(Task to carry out): Return unchanged the lines that begin with the one containing "target | sun glare" and continue through the final line, including both.

(Records to use):

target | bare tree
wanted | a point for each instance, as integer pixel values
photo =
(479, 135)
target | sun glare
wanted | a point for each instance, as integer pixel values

(Output):
target | sun glare
wanted | a point for each instance, as integer pixel values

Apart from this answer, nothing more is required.